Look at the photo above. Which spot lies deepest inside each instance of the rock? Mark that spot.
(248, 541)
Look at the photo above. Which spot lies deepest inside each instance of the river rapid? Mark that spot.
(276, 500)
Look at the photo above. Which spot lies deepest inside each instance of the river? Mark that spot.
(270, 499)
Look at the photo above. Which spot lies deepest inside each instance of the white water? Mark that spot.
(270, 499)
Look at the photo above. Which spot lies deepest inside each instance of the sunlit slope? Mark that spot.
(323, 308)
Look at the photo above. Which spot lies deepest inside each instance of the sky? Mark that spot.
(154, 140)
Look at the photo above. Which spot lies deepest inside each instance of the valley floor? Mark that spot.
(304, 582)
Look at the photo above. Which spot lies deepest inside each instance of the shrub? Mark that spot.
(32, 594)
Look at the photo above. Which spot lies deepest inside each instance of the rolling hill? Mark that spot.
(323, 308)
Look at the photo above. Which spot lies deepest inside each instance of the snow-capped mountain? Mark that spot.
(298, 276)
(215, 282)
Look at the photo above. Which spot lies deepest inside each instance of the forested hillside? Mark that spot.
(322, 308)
******
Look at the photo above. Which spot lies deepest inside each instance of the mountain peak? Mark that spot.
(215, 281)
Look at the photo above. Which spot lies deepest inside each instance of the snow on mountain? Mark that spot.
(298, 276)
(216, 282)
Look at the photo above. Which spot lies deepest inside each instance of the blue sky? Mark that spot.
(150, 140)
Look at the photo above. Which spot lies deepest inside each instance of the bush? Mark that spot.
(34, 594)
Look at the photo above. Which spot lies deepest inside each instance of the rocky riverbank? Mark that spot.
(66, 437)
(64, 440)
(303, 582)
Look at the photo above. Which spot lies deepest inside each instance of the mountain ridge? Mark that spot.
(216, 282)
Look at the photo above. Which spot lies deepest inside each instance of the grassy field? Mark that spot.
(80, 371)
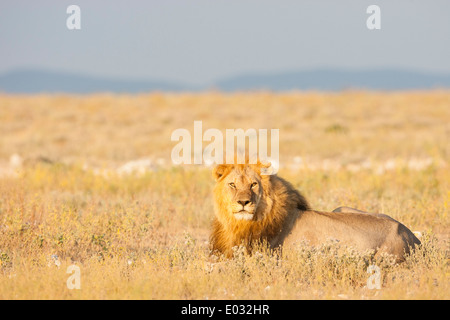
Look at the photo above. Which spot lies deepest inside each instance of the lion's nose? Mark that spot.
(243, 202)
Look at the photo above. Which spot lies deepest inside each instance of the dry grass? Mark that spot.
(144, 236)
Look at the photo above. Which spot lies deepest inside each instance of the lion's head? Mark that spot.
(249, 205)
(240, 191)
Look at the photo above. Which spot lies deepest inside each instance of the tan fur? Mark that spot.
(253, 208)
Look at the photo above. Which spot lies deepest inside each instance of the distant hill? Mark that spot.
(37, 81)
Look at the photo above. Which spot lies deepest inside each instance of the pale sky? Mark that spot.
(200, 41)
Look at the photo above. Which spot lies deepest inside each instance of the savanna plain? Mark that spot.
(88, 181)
******
# YOUR TASK:
Count the lines in the data above that contain the string "lion", treating uppercase and lowercase as different. Reply with the number only.

# RESULT OF THIS EXERCISE:
2